## Короткое задание
Верни дословно часть отрывка о Сумарокове: начни с места, где стоят слова «Но, как это», и остановись после слов «совершенно не прельщала.».

Но, как это часто случается в подобных историях, удача не долго баловала своим вниманием Сумарокова, получившего к тому времени в немецкой полиции новые документы на фамилию Павлуновского. Вскоре он с активной помощью любовницы-немки прогулял все легко заработанные иудины деньги и оказался на мели. Перспектива зарабатывать на жизнь тяжким честным трудом его совершенно не прельщала.
Работавший по их делу коронный агент И НО ОГПУ из числа русских эмигрантов поручик Н.Н. Кромко-Кейт в своих воспоминаниях, опубликованных в приложении к книге Владимира Орлова «Двойной агент», так писал о дальнейшем развитии событий: «Когда выкраденные подлинные документы были проданы, Павлуновский скооперировался с Орловым по изготовлению фальшивок. Павлуновский передал Орлову некоторые подлинные советские документы, с которых были скопированы бланки, штампы, подписи и печати. Поэтому эти фальшивки воспринимались как достоверные... У него были фото- и химлаборатория, пишущие машинки с различными шрифтами, десятки штампов и печатей, огромная картотека на советских работников и т. д.

## Набор записей
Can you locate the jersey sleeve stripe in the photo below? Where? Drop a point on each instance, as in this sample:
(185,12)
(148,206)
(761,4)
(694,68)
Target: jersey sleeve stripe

## Ответ
Но, как это часто случается в подобных историях, удача не долго баловала своим вниманием Сумарокова, получившего к тому времени в немецкой полиции новые документы на фамилию Павлуновского. Вскоре он с активной помощью любовницы-немки прогулял все легко заработанные иудины деньги и оказался на мели. Перспектива зарабатывать на жизнь тяжким честным трудом его совершенно не прельщала.